Перепиши весь листинг ниже, заменив «evaluation set» на «test set» и больше ничего не меняя. Изображения в ответ не включай.

Данные разметки расположения объектов:
:::::

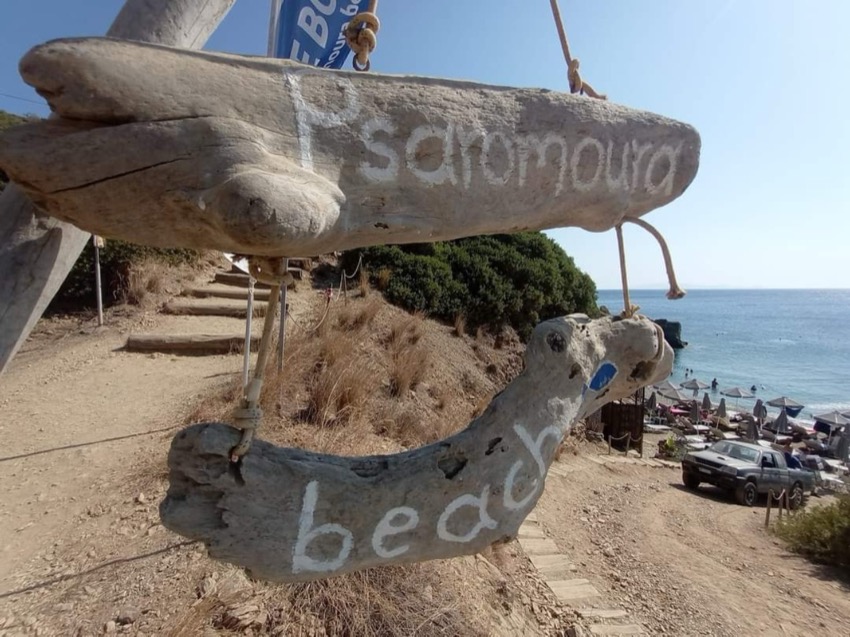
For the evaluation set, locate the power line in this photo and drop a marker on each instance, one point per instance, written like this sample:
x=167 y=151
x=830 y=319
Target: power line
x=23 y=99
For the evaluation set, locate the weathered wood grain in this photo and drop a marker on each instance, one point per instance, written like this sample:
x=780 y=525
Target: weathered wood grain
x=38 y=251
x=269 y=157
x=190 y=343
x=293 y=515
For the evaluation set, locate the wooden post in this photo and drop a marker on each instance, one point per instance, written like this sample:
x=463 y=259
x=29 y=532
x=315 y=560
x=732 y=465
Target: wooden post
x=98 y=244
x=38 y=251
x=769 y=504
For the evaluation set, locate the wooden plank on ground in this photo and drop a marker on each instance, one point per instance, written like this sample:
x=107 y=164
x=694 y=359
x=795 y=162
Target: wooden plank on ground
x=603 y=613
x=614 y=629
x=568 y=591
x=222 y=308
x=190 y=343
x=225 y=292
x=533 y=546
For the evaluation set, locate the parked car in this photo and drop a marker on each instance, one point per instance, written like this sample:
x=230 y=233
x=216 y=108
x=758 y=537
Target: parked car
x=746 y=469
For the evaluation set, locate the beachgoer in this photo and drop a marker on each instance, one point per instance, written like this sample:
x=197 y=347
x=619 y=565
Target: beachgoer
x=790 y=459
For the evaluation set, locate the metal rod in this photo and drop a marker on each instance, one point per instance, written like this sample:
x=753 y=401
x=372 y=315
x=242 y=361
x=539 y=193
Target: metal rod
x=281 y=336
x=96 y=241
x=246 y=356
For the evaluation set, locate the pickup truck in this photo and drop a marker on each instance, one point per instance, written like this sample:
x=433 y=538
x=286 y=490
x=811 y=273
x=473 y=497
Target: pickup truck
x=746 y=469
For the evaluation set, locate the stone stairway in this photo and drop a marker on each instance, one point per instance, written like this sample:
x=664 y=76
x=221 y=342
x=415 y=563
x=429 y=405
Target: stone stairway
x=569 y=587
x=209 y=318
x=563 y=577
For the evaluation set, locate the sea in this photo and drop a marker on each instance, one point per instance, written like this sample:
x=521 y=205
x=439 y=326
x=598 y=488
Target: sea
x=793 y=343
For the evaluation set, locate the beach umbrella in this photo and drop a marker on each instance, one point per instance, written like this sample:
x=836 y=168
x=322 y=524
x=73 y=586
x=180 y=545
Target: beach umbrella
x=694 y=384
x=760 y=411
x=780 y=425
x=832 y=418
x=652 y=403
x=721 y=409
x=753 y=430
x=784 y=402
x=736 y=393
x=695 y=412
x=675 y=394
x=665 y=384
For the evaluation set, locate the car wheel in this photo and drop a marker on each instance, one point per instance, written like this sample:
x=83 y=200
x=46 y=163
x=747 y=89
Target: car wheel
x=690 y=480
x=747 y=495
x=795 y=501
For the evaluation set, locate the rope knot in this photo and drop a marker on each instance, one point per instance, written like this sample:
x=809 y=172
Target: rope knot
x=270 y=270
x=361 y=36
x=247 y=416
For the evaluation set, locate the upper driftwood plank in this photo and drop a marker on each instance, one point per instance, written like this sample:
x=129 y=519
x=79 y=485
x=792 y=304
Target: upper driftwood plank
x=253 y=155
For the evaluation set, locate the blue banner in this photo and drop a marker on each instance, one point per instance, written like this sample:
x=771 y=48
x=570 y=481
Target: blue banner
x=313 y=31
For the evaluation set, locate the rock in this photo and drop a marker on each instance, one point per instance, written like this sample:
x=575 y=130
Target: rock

:::::

ОТВЕТ К ЗАДАНИЮ:
For the test set, locate the power line in this photo and drop a marker on each instance, one point per instance, written like this sample:
x=167 y=151
x=830 y=319
Target: power line
x=23 y=99
For the test set, locate the weathered wood grain in this photo and drop a marker on each instance, one point per instance, written like this sample:
x=780 y=525
Target: weathered wood grain
x=38 y=251
x=269 y=157
x=190 y=343
x=293 y=515
For the test set, locate the wooden post in this photo and drop a marker on each instance, one point per instance, written like this sample:
x=463 y=259
x=29 y=532
x=315 y=560
x=732 y=465
Target: wooden post
x=98 y=244
x=38 y=251
x=769 y=504
For the test set, locate the wooden plank on ground in this photo and drop a marker on each instance, one point per instance, written like this sample:
x=107 y=164
x=694 y=359
x=795 y=162
Target: wooden plank on ground
x=603 y=613
x=614 y=629
x=568 y=591
x=222 y=308
x=190 y=343
x=225 y=292
x=533 y=546
For the test set, locate the parked car in this photo and drop a marker on each instance, one point per instance, written like this sample:
x=230 y=233
x=216 y=108
x=758 y=537
Target: parked car
x=746 y=469
For the test set, locate the beachgoer in this photo and drop a marker on each instance, one point per instance, written like this sample:
x=197 y=347
x=619 y=565
Target: beachgoer
x=790 y=459
For the test set, locate the metal rod in this photo and drop a marker on each instance, one point per instance, written like this sample:
x=753 y=401
x=372 y=315
x=242 y=361
x=539 y=193
Target: metal rod
x=281 y=336
x=96 y=241
x=246 y=356
For the test set, locate the pickup truck in this photo and drop a marker on each instance, one point per instance, written like this sample:
x=433 y=538
x=286 y=490
x=811 y=273
x=473 y=497
Target: pickup truck
x=746 y=469
For the test set, locate the stone stairway in this photo and drop a marker on each instance, one point per instance, written like this sample:
x=664 y=76
x=221 y=342
x=415 y=563
x=429 y=405
Target: stone stairway
x=569 y=587
x=209 y=318
x=563 y=577
For the test set, locate the sea in this photo and drop a marker on each instance, one point per instance, written like this sample:
x=521 y=205
x=439 y=326
x=598 y=488
Target: sea
x=793 y=343
For the test set, locate the beach umbrella in this photo and drop a marker on each instance, one point per instance, written like this sample:
x=836 y=168
x=322 y=524
x=73 y=586
x=180 y=545
Target: beach umbrella
x=694 y=384
x=760 y=411
x=780 y=425
x=832 y=418
x=652 y=403
x=721 y=409
x=753 y=430
x=784 y=402
x=736 y=393
x=695 y=412
x=675 y=394
x=665 y=384
For the test set, locate the car wheel in this photo and drop a marker on each instance, one point per instance, written like this sample:
x=83 y=200
x=46 y=163
x=747 y=89
Target: car wheel
x=690 y=480
x=747 y=495
x=795 y=501
For the test set, locate the rope knot in this photo and drop a marker on each instance, one point per instance, written like this sample:
x=809 y=172
Target: rope knot
x=270 y=270
x=361 y=36
x=247 y=416
For the test set, locate the upper driftwood plank in this photo and drop a marker on each instance, one point per instance, written like this sample:
x=129 y=519
x=79 y=485
x=792 y=304
Target: upper driftwood plank
x=253 y=155
For the test set, locate the blue banner in this photo and drop a marker on each instance, one point per instance, written like this sample:
x=771 y=48
x=570 y=481
Target: blue banner
x=313 y=31
For the test set, locate the rock in this photo and drop a marker on each instance, one point per instance, written like this sample:
x=575 y=130
Target: rock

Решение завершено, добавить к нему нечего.